→ **Documento di partenza**
○ ○ ○
Itinerario in Campania

Padula. Lo “spaventoso giudizio” di Ionescu

Le tappe dell’itinerario

La chiesa parrocchiale dedicata a Sant’Alfonso Maria de’ Liguori è al servizio della zona dello scalo ferroviario di Padula e del moderno quartiere di Cardogna, non lontani dalla celebre Certosa. L’interno della chiesa è rivestito da alcuni dipinti dell’artista romeno Aurel  Ionescu, realizzati nel 2000. Raffigurano scene della vita di Cristo e il giudizio universale. Ionescu è un pittore specializzato nell’arte sacra, formatosi in Romania e trasferitosi poi in Italia nel 1977, dov’è ora attivo con la sua bottega.


L’artista, in verità, si presenta al suo pubblico con uno strafalcione grammaticale, quando scrive sulle mensole delle finestre che tema dell’affresco è «il spaventoso giudizio». Ma nonostante la conoscenza dell’italiano ancora rudimentale, il dipinto risulta gradevole, colorato e ricco di particolari non comuni per il pubblico italiano.

La fascia alta dell’affresco descrive la fine del mondo: una coppia di angeli riavvolge il rotolo del firmamento e fa scomparire il sole, la luna, le stelle e i segni zodiacali. Al centro è descritta la seconda venuta di Gesù: il Cristo parusiaco attraversa i cieli e mentre gli angeli gli aprono le porte, fa la sua apparizione sul creato. Lo vediamo poi, immediatamente sotto, sedere sull’arcobaleno della nuova alleanza, con le piaghe dei chiodi in evidenza, che pronuncia la sentenza favorevole (la mano destra aperta all’accoglienza dei giusti) e di condanna (il dorso della mano sinistra che respinge gli empi). Intorno al Cristo compaiono i cori angelici, due angeli trombettieri che suonano le trombe del giudizio, la madre Maria e Giovanni il Battista nel ruolo degli intercessori. Sotto l’arcobaleno è raffigurato il tetramorfo, con i simboli dei quattro evangelisti (l’angelo di Matteo, il leone di Marco, il bue di Luca e l’aquila di Giovanni). Segue l’etimasia del trono-altare, con la colomba, l’ostensione della Croce e degli altri simboli della Passione. Ai lati dell’altare, in ginocchio, sono i progenitori Adamo ed Eva, ancora insidiati dal serpente diabolico, ma ormai liberati dal Limbo. Sotto l’altare appare la mano di Dio che regge la bilancia a due piatti e che pesa i rotoli con l’elenco delle opere buone e di quelle cattive di ciascun risorto. Ad affiancare il giudice è la celeste corte di giustizia formata dai dodici apostoli: i loro nomi sono scritti nelle aureole; i primi posti sono riservati a Pietro e a Paolo (che ha in mano i numerosi rotoli delle sue lettere). La risurrezione dei morti è descritta con la scena dei corpi che scoperchiano i sepolcri e si sollevano alla nuova vita già rivestiti della “candida veste”.

Sulle due colonne ai lati del portone centrale sono dipinti l’Eden e il Limbo: il Paradiso terrestre ha le porte chiuse e vigilate da un cherubino, come nel racconto della Genesi. Il Limbo è riaperto da Gesù che scende con la Croce a liberare le anime dei Giusti dell’antico testamento.
○ ○ ○
→ **Estratti di dati**
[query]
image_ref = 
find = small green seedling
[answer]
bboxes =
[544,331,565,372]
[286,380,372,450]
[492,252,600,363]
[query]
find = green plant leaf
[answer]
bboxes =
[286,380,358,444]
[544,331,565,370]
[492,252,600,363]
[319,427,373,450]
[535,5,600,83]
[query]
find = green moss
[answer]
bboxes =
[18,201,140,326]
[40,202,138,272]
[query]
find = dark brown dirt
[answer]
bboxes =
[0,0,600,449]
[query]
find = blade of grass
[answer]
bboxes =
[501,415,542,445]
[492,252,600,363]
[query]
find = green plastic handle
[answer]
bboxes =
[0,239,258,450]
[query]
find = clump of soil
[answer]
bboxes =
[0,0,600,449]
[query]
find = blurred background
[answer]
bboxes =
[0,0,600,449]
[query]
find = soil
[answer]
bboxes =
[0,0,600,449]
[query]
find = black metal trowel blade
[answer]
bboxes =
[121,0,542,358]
○ ○ ○
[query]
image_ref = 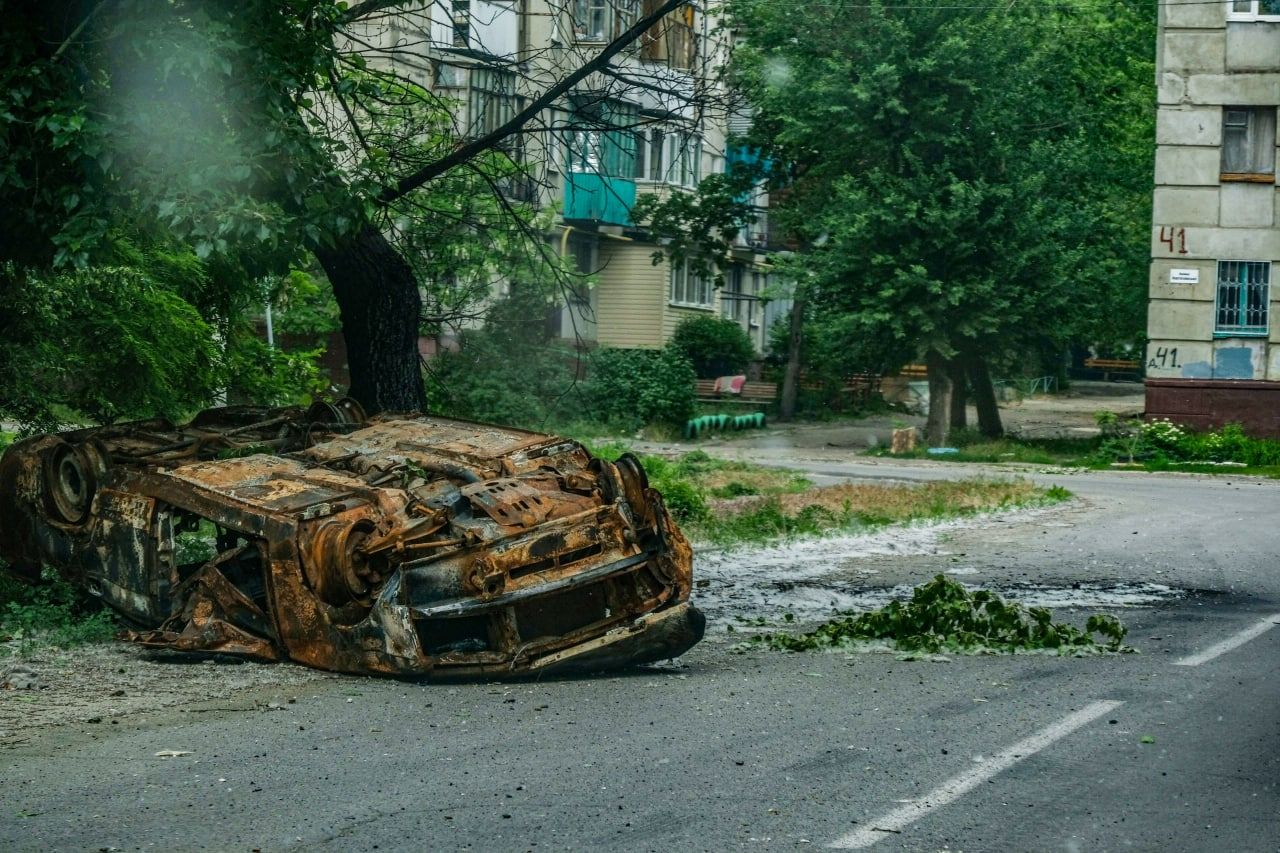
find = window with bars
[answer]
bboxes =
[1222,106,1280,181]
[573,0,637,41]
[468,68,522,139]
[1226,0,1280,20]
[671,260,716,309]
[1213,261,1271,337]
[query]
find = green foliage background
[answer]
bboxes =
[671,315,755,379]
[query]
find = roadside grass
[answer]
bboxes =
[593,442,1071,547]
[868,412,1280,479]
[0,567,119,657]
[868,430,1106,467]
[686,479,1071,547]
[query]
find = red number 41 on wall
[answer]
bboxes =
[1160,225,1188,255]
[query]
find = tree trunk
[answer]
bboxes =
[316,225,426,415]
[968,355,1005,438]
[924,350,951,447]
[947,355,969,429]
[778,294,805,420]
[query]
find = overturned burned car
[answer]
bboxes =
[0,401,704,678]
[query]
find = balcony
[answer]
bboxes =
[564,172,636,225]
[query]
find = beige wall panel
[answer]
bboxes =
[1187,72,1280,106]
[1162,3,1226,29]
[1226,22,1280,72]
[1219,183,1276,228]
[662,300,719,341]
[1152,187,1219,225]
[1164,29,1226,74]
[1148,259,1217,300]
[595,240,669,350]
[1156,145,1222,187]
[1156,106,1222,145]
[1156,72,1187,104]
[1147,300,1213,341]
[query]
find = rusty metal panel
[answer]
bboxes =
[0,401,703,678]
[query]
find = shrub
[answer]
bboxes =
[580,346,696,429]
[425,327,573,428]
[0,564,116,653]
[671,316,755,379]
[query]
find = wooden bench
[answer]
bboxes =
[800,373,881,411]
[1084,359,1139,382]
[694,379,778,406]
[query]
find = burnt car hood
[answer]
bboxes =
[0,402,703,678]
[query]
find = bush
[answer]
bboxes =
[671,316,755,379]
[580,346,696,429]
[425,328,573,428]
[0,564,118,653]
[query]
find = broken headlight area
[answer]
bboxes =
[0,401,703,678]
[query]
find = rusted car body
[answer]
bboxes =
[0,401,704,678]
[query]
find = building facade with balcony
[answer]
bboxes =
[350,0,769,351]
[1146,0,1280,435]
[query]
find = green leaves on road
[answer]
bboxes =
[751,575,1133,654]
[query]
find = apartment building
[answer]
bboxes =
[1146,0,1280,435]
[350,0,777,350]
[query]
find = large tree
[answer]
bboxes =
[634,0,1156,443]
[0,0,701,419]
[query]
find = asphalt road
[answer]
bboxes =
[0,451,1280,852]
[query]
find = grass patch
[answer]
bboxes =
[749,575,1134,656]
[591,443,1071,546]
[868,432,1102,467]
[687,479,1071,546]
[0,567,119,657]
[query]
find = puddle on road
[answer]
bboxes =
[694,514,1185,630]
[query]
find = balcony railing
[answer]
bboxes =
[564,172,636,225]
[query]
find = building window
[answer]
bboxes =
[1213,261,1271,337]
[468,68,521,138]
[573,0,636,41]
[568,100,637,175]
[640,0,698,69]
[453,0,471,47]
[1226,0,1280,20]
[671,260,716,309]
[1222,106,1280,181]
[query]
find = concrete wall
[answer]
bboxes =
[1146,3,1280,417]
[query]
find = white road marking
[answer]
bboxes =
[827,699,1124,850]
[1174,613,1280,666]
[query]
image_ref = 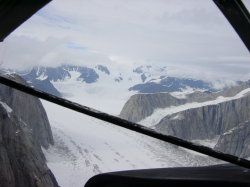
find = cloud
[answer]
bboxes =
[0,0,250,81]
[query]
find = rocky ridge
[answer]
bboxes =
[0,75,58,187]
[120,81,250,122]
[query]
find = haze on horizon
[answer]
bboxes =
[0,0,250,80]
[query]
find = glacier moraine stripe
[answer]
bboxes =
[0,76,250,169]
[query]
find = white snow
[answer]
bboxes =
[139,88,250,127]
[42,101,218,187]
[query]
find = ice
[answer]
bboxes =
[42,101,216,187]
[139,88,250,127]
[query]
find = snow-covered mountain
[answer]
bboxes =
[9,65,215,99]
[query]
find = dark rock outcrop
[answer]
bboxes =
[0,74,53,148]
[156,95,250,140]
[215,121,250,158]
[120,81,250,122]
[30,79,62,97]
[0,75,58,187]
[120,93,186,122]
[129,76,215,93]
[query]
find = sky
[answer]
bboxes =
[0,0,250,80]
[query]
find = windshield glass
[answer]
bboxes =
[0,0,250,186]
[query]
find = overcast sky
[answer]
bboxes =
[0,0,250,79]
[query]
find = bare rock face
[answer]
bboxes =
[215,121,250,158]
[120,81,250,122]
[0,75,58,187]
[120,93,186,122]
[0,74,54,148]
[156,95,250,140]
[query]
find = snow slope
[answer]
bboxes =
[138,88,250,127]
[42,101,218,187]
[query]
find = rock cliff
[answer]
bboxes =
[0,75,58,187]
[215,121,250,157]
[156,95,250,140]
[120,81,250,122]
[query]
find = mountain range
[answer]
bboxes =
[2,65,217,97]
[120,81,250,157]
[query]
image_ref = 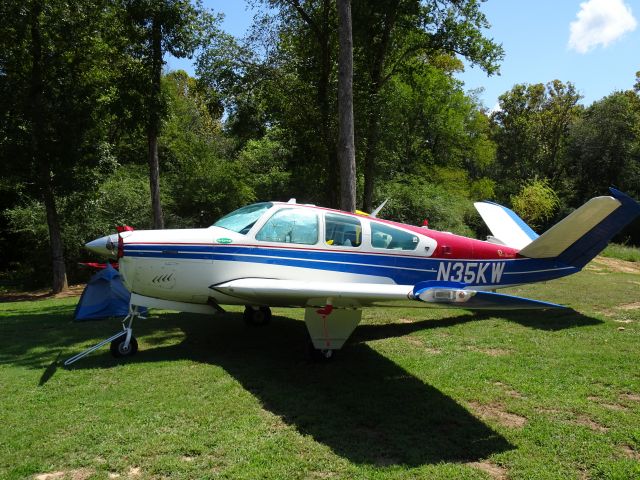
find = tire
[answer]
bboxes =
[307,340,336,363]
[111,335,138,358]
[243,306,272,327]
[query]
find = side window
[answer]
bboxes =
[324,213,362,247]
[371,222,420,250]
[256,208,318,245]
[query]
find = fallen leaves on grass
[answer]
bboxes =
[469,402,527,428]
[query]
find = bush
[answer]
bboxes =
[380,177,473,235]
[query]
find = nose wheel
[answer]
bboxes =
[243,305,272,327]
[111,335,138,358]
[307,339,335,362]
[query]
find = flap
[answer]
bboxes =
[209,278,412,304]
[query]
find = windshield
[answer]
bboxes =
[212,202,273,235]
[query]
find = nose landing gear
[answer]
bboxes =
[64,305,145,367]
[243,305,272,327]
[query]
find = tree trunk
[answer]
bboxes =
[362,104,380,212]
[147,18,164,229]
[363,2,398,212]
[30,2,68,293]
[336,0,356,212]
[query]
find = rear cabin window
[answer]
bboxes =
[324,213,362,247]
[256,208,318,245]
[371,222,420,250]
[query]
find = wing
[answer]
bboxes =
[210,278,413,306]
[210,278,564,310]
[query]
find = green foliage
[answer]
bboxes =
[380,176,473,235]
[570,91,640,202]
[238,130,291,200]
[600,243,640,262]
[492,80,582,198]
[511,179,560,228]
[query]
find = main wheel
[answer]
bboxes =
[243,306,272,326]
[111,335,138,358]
○ ○ ○
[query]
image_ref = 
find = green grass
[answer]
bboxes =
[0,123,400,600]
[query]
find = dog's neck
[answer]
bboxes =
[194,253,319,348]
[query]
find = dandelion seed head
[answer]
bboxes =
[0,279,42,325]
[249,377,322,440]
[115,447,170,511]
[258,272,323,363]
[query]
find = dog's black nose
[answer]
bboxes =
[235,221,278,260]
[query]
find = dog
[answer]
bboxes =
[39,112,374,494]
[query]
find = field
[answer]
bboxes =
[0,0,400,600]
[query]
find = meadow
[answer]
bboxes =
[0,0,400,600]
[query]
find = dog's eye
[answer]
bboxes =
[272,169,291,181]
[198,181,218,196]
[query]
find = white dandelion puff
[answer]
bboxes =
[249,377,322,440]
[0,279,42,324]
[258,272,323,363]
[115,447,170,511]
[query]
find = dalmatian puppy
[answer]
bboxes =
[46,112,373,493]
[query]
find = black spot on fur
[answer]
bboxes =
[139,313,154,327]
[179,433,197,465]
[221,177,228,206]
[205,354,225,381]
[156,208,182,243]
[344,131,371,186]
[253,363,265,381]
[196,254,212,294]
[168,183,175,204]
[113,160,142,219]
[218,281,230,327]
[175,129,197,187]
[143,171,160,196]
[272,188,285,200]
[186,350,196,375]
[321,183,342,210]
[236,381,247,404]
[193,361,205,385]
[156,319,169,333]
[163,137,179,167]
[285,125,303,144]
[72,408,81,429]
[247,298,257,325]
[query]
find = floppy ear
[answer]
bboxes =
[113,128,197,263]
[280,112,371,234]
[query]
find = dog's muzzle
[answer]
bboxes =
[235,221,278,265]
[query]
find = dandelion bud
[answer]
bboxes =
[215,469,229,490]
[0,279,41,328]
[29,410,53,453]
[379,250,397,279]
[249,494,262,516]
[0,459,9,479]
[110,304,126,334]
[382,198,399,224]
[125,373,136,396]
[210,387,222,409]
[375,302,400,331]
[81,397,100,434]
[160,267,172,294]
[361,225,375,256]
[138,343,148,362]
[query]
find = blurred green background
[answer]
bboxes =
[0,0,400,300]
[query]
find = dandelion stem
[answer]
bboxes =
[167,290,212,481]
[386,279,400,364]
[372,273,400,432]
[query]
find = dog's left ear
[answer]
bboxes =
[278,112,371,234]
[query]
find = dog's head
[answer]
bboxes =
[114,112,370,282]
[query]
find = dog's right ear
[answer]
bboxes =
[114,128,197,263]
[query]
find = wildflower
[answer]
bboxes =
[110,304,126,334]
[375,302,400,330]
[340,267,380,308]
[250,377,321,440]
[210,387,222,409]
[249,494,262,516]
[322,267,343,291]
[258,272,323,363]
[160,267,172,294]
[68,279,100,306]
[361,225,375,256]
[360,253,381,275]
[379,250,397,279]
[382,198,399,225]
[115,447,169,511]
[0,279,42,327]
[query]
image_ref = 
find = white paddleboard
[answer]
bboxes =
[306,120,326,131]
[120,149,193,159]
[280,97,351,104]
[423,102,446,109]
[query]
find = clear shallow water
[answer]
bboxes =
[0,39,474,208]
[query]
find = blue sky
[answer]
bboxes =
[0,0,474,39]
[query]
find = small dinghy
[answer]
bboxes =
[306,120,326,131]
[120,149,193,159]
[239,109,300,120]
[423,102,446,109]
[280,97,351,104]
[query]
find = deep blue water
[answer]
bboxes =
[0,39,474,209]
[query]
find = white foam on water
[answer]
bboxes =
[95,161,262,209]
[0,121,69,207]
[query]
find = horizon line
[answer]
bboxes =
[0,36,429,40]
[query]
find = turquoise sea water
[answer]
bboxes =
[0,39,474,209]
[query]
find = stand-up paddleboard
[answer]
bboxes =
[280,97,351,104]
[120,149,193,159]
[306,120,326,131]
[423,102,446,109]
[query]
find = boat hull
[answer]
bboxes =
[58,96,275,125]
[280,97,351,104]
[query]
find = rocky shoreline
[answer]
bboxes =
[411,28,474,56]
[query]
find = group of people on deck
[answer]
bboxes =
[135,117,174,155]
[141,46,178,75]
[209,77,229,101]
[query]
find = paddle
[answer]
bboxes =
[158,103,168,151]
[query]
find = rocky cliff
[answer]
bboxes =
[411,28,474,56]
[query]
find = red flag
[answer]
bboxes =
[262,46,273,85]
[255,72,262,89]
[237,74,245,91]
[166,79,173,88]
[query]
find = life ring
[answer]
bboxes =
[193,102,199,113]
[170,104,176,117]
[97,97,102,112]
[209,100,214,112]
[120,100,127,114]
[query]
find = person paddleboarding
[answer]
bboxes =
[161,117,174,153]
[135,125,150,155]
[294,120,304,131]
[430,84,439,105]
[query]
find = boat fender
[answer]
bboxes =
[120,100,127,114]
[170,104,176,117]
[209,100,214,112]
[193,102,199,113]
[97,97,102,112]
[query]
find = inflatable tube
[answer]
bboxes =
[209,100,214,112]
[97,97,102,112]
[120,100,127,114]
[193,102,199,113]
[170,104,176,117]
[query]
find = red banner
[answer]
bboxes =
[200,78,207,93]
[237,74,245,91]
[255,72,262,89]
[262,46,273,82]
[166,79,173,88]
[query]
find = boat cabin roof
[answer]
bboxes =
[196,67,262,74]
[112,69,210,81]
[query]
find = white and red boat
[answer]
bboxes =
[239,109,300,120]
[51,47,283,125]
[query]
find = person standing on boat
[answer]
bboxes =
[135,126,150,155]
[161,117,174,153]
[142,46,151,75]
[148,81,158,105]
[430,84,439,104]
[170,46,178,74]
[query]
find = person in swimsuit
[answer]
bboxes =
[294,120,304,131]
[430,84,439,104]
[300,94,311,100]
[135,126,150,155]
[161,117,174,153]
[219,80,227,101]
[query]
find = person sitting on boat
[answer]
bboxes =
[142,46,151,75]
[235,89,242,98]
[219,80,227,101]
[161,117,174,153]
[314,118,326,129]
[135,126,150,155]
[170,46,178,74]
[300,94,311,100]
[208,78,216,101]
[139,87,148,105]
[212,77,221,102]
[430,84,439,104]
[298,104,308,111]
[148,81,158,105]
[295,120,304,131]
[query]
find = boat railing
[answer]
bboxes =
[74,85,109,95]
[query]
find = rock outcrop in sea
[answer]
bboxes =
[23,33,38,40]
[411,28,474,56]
○ ○ ○
→ **Consegna**
Riporta il testo sull'affresco di Padula, tutto da "Sulle due colonne" fino a "Giusti dell’antico testamento.", sostituendo "cherubino" con "serafino". Il materiale qui sopra non serve.

→ **Soluzione**
Sulle due colonne ai lati del portone centrale sono dipinti l’Eden e il Limbo: il Paradiso terrestre ha le porte chiuse e vigilate da un serafino, come nel racconto della Genesi. Il Limbo è riaperto da Gesù che scende con la Croce a liberare le anime dei Giusti dell’antico testamento.